_TASK INSTRUCTIONS_. Copy the records below, replacing every "place one dot" with "put a single dot" and keeping all else the same.

_RECORDS TO USE_.
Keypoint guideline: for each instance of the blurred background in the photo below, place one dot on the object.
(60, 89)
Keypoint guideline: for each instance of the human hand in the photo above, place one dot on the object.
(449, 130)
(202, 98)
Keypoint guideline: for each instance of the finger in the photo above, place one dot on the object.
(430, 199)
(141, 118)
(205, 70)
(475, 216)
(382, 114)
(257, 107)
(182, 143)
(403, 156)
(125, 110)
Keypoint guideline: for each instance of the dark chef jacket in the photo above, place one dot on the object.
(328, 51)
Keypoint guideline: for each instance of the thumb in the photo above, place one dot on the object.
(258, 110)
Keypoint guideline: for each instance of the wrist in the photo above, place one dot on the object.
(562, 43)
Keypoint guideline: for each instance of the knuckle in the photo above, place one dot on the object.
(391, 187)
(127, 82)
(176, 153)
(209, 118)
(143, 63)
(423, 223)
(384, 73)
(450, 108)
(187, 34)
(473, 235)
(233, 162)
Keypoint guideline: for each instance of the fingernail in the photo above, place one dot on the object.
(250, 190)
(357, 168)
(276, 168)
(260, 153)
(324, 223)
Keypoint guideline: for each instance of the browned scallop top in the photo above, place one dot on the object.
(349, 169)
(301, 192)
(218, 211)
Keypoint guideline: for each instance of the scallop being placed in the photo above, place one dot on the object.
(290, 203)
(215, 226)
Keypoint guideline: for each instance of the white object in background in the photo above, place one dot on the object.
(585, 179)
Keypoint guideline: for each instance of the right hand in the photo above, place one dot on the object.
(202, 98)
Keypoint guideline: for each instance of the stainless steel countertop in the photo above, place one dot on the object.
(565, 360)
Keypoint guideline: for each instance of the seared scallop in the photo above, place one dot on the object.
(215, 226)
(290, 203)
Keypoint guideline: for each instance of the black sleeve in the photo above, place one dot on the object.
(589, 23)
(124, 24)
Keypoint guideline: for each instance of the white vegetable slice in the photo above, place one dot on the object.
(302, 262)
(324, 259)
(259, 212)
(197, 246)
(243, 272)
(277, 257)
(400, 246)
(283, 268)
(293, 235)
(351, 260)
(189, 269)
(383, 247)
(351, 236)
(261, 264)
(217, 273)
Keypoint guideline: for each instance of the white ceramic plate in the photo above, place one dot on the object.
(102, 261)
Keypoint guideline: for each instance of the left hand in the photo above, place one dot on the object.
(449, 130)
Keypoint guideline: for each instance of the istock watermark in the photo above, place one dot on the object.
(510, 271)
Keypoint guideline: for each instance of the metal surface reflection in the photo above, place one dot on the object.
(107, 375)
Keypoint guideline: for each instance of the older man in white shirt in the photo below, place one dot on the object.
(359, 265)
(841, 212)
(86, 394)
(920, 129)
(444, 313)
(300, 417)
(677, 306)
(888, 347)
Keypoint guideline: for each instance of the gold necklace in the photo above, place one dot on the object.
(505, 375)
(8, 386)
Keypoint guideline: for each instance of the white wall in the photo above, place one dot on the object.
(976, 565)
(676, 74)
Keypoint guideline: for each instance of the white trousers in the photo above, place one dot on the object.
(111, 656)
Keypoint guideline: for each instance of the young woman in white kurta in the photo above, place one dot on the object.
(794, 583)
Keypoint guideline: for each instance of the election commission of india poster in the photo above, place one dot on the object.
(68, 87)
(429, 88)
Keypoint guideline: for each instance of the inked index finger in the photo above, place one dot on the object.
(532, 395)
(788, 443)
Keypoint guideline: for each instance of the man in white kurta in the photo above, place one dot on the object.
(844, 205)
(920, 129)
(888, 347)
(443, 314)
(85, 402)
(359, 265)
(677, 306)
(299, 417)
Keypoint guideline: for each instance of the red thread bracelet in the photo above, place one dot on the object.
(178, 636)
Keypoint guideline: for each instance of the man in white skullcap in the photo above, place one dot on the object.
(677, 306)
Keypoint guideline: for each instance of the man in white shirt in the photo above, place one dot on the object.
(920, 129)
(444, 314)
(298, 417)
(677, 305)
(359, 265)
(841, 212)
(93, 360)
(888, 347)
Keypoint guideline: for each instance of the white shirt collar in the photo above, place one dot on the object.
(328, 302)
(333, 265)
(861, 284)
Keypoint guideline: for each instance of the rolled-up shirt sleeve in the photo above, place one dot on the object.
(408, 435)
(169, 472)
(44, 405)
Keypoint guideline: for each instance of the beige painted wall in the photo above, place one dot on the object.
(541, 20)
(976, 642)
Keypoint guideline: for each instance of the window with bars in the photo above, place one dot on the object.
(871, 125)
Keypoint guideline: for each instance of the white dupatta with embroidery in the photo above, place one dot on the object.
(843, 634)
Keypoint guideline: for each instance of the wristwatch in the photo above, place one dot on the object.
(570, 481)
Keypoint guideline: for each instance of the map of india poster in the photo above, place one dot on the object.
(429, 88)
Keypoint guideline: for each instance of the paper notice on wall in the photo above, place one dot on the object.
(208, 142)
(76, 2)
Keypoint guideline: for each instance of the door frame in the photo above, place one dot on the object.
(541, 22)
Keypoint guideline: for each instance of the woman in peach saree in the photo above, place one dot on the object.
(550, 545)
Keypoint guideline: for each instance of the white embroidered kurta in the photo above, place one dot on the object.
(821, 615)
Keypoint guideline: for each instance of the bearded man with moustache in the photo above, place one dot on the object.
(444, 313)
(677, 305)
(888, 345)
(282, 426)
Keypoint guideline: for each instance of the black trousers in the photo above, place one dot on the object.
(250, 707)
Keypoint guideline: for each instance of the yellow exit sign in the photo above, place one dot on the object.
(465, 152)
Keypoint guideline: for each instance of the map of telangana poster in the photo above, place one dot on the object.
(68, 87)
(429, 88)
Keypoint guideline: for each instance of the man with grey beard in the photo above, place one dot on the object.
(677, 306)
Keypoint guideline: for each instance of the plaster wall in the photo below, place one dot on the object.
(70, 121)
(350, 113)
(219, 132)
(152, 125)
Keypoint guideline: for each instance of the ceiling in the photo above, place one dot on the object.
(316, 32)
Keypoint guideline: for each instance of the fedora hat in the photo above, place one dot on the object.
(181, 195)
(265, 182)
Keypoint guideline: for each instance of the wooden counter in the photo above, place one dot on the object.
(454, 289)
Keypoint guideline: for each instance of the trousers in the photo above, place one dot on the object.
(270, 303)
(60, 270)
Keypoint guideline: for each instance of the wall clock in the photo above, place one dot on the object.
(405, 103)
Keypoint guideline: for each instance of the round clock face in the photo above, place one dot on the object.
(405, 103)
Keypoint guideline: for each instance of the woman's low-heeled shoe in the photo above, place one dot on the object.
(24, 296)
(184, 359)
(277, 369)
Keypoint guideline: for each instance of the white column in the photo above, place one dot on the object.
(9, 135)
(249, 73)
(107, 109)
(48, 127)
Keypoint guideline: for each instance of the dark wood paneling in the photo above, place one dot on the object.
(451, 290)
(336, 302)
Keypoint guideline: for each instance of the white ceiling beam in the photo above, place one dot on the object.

_THE ANSWER_.
Keypoint guideline: for each instance of the blurred background in the photo below, put a single dot on the object.
(60, 89)
Keypoint guideline: for each instance of the human hand in the photo above, put a single dot on the object.
(449, 130)
(202, 98)
Keypoint guideline: for each instance of the finger in the photo above, put a single dot on the object.
(430, 199)
(141, 118)
(205, 70)
(475, 216)
(382, 114)
(257, 107)
(182, 143)
(403, 156)
(125, 110)
Keypoint guideline: for each instance of the dark chef jacket in the photo above, put a single dot on the object.
(328, 51)
Keypoint guideline: for each instance of the thumb in the photo above, put a single dot on the object.
(258, 110)
Keypoint guideline: for each instance of the wrist in the photo above, put a single dot on the object.
(562, 43)
Keypoint guideline: for each instance of the knuckle in the photo above, put a single dot on the object.
(391, 187)
(127, 82)
(176, 153)
(209, 118)
(143, 63)
(423, 223)
(384, 73)
(450, 108)
(187, 34)
(473, 235)
(233, 162)
Keypoint guideline: for each instance of the fingernail in the photo above, put a single dot on the object.
(250, 190)
(357, 168)
(276, 168)
(260, 153)
(324, 223)
Keypoint guideline: for each instance of the browned scallop top in the photo above, put a single dot on the object.
(349, 169)
(301, 192)
(218, 211)
Keypoint guideline: for each instance of the scallop being placed in the photo above, put a single dot on the object.
(290, 203)
(215, 226)
Keypoint guideline: for each instance of the white object in background in the photo above, put a single dot on the object.
(585, 179)
Keypoint guideline: for each instance of the right hand in the photo above, put a single dot on the object.
(202, 98)
Keypoint guideline: for each instance of the stainless steel countertop in the photo above, put a single dot on the object.
(565, 360)
Keypoint guideline: for each instance of the seared scallop in the photo above, put a single dot on the object.
(215, 226)
(290, 203)
Keypoint guideline: for each instance of the black sleeve in the photo above, put a single dot on the object.
(589, 23)
(124, 24)
Keypoint guideline: for each instance of the white vegetable slice in the photo above, put a single dot on the object.
(302, 262)
(324, 259)
(259, 212)
(197, 246)
(243, 272)
(277, 257)
(400, 246)
(283, 268)
(293, 235)
(351, 260)
(189, 269)
(383, 247)
(351, 236)
(261, 264)
(217, 273)
Keypoint guideline: for each instance of the white ceramic plate in the photo above, put a single dot on the object.
(102, 261)
Keypoint guideline: for each instance of the left hand in the photo above, put a single dot on the object.
(449, 130)
Keypoint guideline: for each instance of the istock watermark in the photo above, put a single dot on the object.
(510, 271)
Keypoint guideline: for each instance of the metal surface reflection in the photo above, put a single dot on the object.
(107, 375)
Keypoint guideline: for each instance of the older man in white shirt in the photo below, put a single dot on the object.
(359, 265)
(841, 212)
(86, 394)
(920, 129)
(444, 313)
(300, 417)
(677, 306)
(888, 347)
Keypoint guideline: for each instance of the gold necklace in the photo above, put a single dot on the object.
(505, 375)
(8, 386)
Keypoint guideline: for each instance of the white wall in the photo above, put a single dot on the object.
(976, 565)
(676, 74)
Keypoint guideline: for each instance of the white trousers in the photo above, put a single dot on the object.
(111, 656)
Keypoint guideline: for each instance of the young woman in white kurta in the photo above, put a single dot on the object.
(794, 583)
Keypoint guideline: for each instance of the election commission of india poster in the photo above, put a single dot on the object.
(68, 87)
(429, 88)
Keypoint guideline: for each instance of the inked index finger in the photo above, put a single dot on the object.
(532, 395)
(788, 443)
Keypoint guideline: for each instance of the man in white kurta in the photo above, put a single dot on the object.
(844, 205)
(920, 129)
(888, 347)
(443, 314)
(85, 402)
(359, 265)
(677, 306)
(299, 417)
Keypoint guideline: for each instance of the red thread bracelet in the photo above, put a single dot on the object.
(178, 636)
Keypoint guideline: for each instance of the man in white skullcap in the photo above, put a single dot on the object.
(677, 306)
Keypoint guideline: for each instance of the man in white shirt in the photo above, put a single dot on the object.
(920, 129)
(444, 314)
(298, 417)
(677, 305)
(359, 265)
(841, 212)
(93, 360)
(888, 347)
Keypoint guideline: for each instance of the white shirt collar in the photo above, put a single dot on the object.
(328, 302)
(333, 265)
(861, 284)
Keypoint guideline: for each instance of the rolled-up shirt sleeve in the photo above, put a single dot on the object.
(408, 435)
(169, 472)
(44, 405)
Keypoint guideline: for each instance of the beige painted wall in the photo above, put a single dot on the object.
(541, 20)
(976, 642)
Keypoint guideline: for each instance of the window with bars in the photo above, put a single dot on the object.
(871, 125)
Keypoint guideline: for each instance of the white dupatta with embroidery in the photo above, put a single dot on the object.
(843, 634)
Keypoint guideline: for each instance of the wristwatch in the photo above, put a single dot on the object.
(570, 481)
Keypoint guideline: for each instance of the map of india poster in the photo above, put a single dot on the object.
(429, 88)
Keypoint guideline: for each instance of the paper notice on wall in the photo above, put a single dot on the object.
(208, 142)
(76, 2)
Keypoint guideline: for each instance of the door frame in the photo above, put a single dot on the object.
(541, 22)
Keypoint guideline: for each instance of the woman in peach saree in the photo above, put a single dot on the object.
(550, 545)
Keypoint guideline: for each instance of the white embroidered kurta in the photo above, put a single dot on the object.
(821, 615)
Keypoint guideline: for each instance of the bearded man with moustache in the photo above, put a single dot on the object.
(444, 313)
(677, 305)
(888, 345)
(282, 426)
Keypoint guideline: for each instance of the black trousers in the photo above, put a single dot on the object.
(250, 707)
Keypoint guideline: for each instance of the yellow exit sign in the photo above, put a single dot on the object.
(465, 152)
Keypoint guideline: for each instance of the map of telangana poster in the photo above, put a single dot on the object.
(68, 87)
(429, 88)
Keypoint guideline: for each instance of the man with grey beard in the photo above, put a single dot on the object.
(677, 306)
Keypoint guideline: for each instance of the plaster wall in the photo below, put a single dot on the object.
(70, 121)
(350, 113)
(219, 132)
(152, 125)
Keypoint guideline: for each instance of the ceiling in the photo above, put a single dot on the object.
(316, 32)
Keypoint guideline: for each instance of the fedora hat in the photo above, put a single dot on the object.
(181, 195)
(265, 182)
Keypoint guideline: for each instance of the wooden counter in the photo above, put a single dot on the object.
(454, 289)
Keypoint guideline: for each instance of the trousers in the photo above, put a single dot on the object.
(270, 303)
(60, 270)
Keypoint guideline: for each instance of the wall clock in the photo above, put a single dot on the object.
(405, 103)
Keypoint guideline: for each instance of the round clock face in the photo above, put a single dot on the object.
(405, 103)
Keypoint guideline: for each instance of the woman's low-heeled shoe in the photo above, put a single dot on the object.
(24, 296)
(184, 359)
(277, 369)
Keypoint guideline: for each instance of the white column in the photo above, put a single dot on the object.
(9, 135)
(249, 73)
(107, 109)
(48, 127)
Keypoint guideline: for each instance of the dark wood paneling in the photo above, put a single dot on the object.
(451, 290)
(336, 302)
Keypoint guideline: for each instance of the white ceiling beam in the photo above, put a single dot on the object.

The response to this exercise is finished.